- Opening Delimiter -

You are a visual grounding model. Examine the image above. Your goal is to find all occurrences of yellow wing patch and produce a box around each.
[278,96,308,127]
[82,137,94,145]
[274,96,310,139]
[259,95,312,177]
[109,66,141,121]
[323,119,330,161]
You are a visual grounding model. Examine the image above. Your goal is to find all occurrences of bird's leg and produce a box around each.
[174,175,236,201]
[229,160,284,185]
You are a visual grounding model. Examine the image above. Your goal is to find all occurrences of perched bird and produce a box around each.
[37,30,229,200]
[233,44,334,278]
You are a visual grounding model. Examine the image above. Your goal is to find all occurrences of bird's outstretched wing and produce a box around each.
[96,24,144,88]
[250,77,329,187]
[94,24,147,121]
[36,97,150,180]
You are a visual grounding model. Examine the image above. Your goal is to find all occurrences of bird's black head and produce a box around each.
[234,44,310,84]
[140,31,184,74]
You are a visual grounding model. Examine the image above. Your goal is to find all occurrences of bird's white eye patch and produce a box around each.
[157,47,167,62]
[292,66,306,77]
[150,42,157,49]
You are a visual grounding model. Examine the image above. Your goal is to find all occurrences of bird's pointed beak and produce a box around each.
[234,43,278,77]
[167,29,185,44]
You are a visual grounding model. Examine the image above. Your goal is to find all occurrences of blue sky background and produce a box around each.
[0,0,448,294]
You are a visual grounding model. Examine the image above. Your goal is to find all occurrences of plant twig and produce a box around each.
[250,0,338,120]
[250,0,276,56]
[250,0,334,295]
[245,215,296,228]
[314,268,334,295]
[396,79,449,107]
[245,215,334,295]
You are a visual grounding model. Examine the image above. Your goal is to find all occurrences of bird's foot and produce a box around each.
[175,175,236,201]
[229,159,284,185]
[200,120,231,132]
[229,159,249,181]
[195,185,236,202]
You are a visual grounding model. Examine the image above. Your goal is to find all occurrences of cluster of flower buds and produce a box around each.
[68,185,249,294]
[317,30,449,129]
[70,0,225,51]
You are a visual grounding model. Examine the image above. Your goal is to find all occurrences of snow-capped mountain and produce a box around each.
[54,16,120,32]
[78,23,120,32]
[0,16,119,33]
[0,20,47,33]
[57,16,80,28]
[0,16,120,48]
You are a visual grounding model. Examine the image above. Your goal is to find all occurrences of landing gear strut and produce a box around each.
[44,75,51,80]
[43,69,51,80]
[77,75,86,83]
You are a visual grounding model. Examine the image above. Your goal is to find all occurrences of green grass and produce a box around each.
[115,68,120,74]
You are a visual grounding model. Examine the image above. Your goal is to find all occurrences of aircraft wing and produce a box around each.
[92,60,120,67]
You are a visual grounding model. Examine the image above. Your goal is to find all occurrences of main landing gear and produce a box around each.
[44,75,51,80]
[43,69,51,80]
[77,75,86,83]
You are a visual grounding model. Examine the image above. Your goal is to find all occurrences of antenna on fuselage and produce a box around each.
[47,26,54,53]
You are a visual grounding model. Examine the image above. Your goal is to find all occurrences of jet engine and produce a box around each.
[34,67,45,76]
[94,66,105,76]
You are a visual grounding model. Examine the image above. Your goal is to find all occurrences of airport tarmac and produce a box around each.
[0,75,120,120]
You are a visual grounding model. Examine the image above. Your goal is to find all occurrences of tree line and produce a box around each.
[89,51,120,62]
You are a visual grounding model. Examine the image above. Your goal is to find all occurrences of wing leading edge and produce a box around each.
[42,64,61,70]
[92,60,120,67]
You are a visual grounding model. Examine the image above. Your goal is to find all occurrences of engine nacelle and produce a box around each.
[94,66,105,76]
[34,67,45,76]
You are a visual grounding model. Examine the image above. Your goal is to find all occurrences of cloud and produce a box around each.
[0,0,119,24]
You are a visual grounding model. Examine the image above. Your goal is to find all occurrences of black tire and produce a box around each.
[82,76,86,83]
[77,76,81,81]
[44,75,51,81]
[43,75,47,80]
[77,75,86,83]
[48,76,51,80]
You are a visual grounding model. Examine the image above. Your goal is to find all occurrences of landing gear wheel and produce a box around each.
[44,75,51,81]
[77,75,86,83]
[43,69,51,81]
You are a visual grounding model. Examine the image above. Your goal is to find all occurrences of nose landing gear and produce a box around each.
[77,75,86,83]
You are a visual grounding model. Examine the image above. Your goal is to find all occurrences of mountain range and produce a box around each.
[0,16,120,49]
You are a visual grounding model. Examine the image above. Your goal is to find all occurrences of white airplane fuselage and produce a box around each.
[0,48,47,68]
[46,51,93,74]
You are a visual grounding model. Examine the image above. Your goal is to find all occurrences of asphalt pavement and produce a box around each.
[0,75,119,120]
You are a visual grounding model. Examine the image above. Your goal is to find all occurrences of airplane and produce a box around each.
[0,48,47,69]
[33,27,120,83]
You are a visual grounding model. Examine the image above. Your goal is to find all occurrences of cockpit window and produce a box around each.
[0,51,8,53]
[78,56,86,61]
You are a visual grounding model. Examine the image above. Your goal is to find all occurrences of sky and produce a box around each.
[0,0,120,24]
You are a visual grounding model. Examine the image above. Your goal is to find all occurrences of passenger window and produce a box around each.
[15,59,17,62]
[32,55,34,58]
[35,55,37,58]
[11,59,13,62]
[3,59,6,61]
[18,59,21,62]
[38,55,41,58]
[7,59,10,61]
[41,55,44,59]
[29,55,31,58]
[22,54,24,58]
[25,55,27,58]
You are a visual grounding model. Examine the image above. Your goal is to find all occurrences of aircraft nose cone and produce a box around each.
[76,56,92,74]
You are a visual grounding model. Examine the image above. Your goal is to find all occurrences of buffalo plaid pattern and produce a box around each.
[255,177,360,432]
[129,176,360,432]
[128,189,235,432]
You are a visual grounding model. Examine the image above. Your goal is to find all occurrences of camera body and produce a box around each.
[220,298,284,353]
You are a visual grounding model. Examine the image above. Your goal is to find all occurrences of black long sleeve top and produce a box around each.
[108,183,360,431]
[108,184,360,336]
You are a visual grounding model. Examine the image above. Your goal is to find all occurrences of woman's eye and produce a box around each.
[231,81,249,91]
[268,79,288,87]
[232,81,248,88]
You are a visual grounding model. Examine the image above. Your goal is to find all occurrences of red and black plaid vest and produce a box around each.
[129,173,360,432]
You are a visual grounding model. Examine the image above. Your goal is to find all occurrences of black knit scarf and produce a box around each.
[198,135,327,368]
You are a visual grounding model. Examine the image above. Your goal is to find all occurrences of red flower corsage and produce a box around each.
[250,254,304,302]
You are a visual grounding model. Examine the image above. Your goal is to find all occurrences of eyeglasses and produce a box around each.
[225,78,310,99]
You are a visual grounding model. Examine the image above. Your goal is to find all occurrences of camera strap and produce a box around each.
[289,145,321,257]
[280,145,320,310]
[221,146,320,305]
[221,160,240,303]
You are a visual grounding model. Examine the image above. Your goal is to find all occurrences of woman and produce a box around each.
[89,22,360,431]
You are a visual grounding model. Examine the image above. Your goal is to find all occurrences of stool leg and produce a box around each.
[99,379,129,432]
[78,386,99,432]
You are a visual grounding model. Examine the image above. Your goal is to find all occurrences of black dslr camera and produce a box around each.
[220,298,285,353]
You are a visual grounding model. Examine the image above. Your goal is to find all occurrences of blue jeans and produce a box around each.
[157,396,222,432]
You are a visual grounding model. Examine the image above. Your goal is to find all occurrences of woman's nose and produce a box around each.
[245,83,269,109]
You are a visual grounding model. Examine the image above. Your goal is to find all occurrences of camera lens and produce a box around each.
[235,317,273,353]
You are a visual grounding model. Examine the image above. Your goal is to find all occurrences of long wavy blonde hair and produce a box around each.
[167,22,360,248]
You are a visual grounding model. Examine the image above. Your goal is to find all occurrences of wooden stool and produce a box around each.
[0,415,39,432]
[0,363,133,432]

- Closing Delimiter -

◆ **Your task**:
Repeat each record verbatim.

◆ **Written response**:
You are a visual grounding model. Examine the image above. Your goal is to find all occurrences of yellow wing patch and produce a box around each.
[278,96,308,127]
[82,137,94,145]
[274,96,310,139]
[259,95,312,177]
[109,66,141,121]
[323,119,330,161]
You are a visual grounding model. Examine the image above. Your goal is to find all occurrences of bird's leg and produce a box around each.
[174,175,236,201]
[229,160,284,185]
You are a visual grounding model. Examine the image above. Your goal is to find all occurrences of perched bird and produce a box around each.
[37,30,229,200]
[233,44,334,278]
You are a visual grounding model. Examine the image above. Your goal is to find all occurrences of bird's outstretched wing and produce a box around each.
[96,24,144,88]
[250,77,329,187]
[94,24,147,121]
[36,97,150,180]
You are a visual grounding model. Examine the image above. Your goal is to find all occurrences of bird's black head and produce a box around each.
[234,44,310,84]
[140,31,184,74]
You are a visual grounding model. Examine the image above. Your goal is to find all occurrences of bird's white eye patch and produce a box around each.
[157,47,167,62]
[292,66,306,77]
[150,42,157,49]
You are a visual grounding model. Examine the image above. Your goal is to find all occurrences of bird's pointed beak and produce a box around each.
[234,43,278,77]
[167,29,185,44]
You are a visual grounding model. Examine the image above. Your goal is to find all occurrences of blue sky background and produce a box around each.
[0,0,448,294]
You are a visual grounding model. Examine the image above. Your goal is to find all occurrences of plant twig and produce a box around each.
[250,0,338,120]
[250,0,276,56]
[250,0,334,295]
[245,215,296,228]
[314,268,334,295]
[396,79,449,107]
[245,215,334,295]
You are a visual grounding model. Examine the image above. Your goal is to find all occurrences of bird's foot and produce a box around each.
[175,175,236,201]
[229,159,284,185]
[200,120,231,132]
[229,159,249,181]
[195,185,236,202]
You are a visual grounding model. Examine the image above. Your goal is to find all occurrences of cluster of flower buds and produce a box around each.
[68,185,249,294]
[317,30,449,129]
[70,0,225,51]
You are a visual grounding model. Examine the image above. Your goal is to find all occurrences of snow-capped mountain and produce a box around each.
[54,16,120,32]
[78,23,120,32]
[0,16,119,33]
[0,20,47,33]
[57,16,80,28]
[0,16,120,48]
You are a visual grounding model. Examine the image above. Your goal is to find all occurrences of landing gear strut and produce a box around each.
[44,75,51,80]
[43,69,51,80]
[77,75,86,83]
You are a visual grounding model. Examine the image above. Your goal is to find all occurrences of green grass and produce a box around each.
[115,68,120,74]
You are a visual grounding model. Examine the image above. Your goal is to find all occurrences of aircraft wing and produce a box around each.
[92,60,120,67]
You are a visual grounding model. Examine the image above. Your goal is to find all occurrences of main landing gear and produce a box around each.
[44,75,51,80]
[43,69,51,80]
[77,75,86,83]
You are a visual grounding model. Examine the image above. Your goal is to find all occurrences of antenna on fuselage and produce a box around each.
[47,26,54,53]
You are a visual grounding model. Examine the image above. Your goal is to find all occurrences of jet engine and produce a box around each.
[34,67,45,76]
[94,66,105,76]
You are a visual grounding model. Examine the image above. Your goal is to find all occurrences of airport tarmac and produce a box around each.
[0,75,120,120]
You are a visual grounding model. Examine the image above. Your goal is to find all occurrences of tree line and produce a box around each.
[89,51,120,62]
You are a visual grounding model. Examine the image above. Your goal is to find all occurrences of wing leading edge and produce a box around each.
[42,64,61,70]
[92,60,120,67]
You are a visual grounding model. Examine the image above. Your goal is to find all occurrences of engine nacelle and produce a box around each.
[94,66,105,76]
[34,67,45,76]
You are a visual grounding model. Examine the image above. Your goal is to find all occurrences of cloud and produce a box around each.
[0,0,119,24]
You are a visual grounding model. Examine the image above. Your goal is to find all occurrences of black tire and produce a box around each.
[82,76,86,83]
[77,76,81,81]
[44,75,51,81]
[43,75,47,80]
[77,75,86,83]
[48,76,51,80]
You are a visual grounding model. Examine the image above. Your goal is to find all occurrences of landing gear wheel and produce a box around each.
[44,75,51,81]
[77,75,86,83]
[43,69,51,81]
You are a visual grounding model. Examine the image above. Your goal is to find all occurrences of nose landing gear and produce a box around each.
[77,75,86,83]
You are a visual grounding model. Examine the image above. Your goal is to find all occurrences of mountain range and produce a box around each.
[0,16,120,49]
You are a visual grounding model. Examine the image above. Your goal is to find all occurrences of white airplane fuselage and produce a box around each.
[0,48,47,68]
[46,51,93,74]
You are a visual grounding model. Examine the image above. Your goal is to find all occurrences of asphalt pavement and produce a box around each.
[0,75,119,120]
You are a visual grounding model. Examine the image above. Your goal is to find all occurrences of airplane and produce a box around each.
[0,48,47,69]
[33,27,120,83]
You are a visual grounding model. Examine the image above. Your goal is to find all occurrences of cockpit window and produce a box around each.
[0,51,8,53]
[78,56,86,61]
You are a visual grounding model. Examine the image above. Your goal is to find all occurrences of sky and produce a box around each.
[0,0,120,24]
You are a visual grounding model. Examine the image above. Your goal is to find all occurrences of passenger window and produce a box around each.
[15,59,17,62]
[32,55,34,58]
[35,55,37,58]
[11,59,13,62]
[3,59,6,61]
[18,59,21,62]
[38,55,41,58]
[7,59,10,61]
[41,55,44,59]
[29,55,31,58]
[22,54,24,58]
[25,55,27,58]
You are a visual grounding model. Examine the image above. Your goal is to find all occurrences of aircraft nose cone and produce a box around each.
[76,56,92,74]
You are a visual grounding model. Examine the image above. Your goal is to find all occurrences of buffalo plaid pattern and produce a box around each.
[255,177,360,432]
[129,176,360,432]
[128,189,235,432]
You are a visual grounding model. Examine the image above. Your goal is to find all occurrences of camera body and produce a box around each.
[220,298,284,353]
You are a visual grounding model. Examine the image above. Your goal is to find all occurrences of black long sleeve top and produce a box around each.
[108,183,360,431]
[108,184,360,336]
You are a visual grounding model. Examine the image above. Your goal is to find all occurrences of woman's eye and produce a box around each.
[231,81,249,91]
[268,79,288,87]
[232,81,248,88]
You are a visual grounding model. Examine the image above. Your goal is to find all occurrences of red and black plaid vest and produce a box around each.
[129,173,360,432]
You are a visual grounding model. Examine the image above. Your goal is to find all occurrences of black knit scarf and produce a box around each.
[198,135,327,368]
You are a visual grounding model. Examine the image above. Your goal is to find all occurrences of red flower corsage and produce a box around each.
[250,254,304,302]
You are a visual grounding model. Examine the image above. Your goal is to find all occurrences of eyeglasses and produce a box around each.
[225,78,310,99]
You are a visual grounding model. Examine the image above. Your goal is to find all occurrences of camera strap and produce a box around each.
[289,145,321,257]
[280,145,320,310]
[221,146,320,305]
[221,160,240,303]
You are a visual grounding model. Examine the image above. Your goal is to find all occurrences of woman and produce a box around each.
[89,22,360,431]
You are a visual grounding model. Examine the image above. Your goal is to find all occurrences of stool leg and produce a box around each.
[99,379,129,432]
[78,386,99,432]
You are a visual grounding model. Examine the image above. Your goal is to find all occurrences of black dslr camera and produce a box around each.
[220,298,285,353]
You are a visual grounding model. Examine the image above. Your goal is to find all occurrences of blue jeans and produce a box around each.
[157,396,222,432]
You are a visual grounding model. Examine the image above. Your goal is to find all occurrences of woman's nose and produce a box around each.
[245,83,269,109]
You are a visual grounding model. Examine the image above. Your goal is to find all occurrences of camera lens and produce a box around each.
[235,317,273,353]
You are a visual grounding model. Examine the image above. Your goal is to find all occurrences of long wavy blonde hair and produce a box around each.
[167,22,360,248]
You are a visual grounding model. Examine the image above. Your goal is to find all occurrences of wooden stool and produce a box around each.
[0,415,39,432]
[0,363,133,432]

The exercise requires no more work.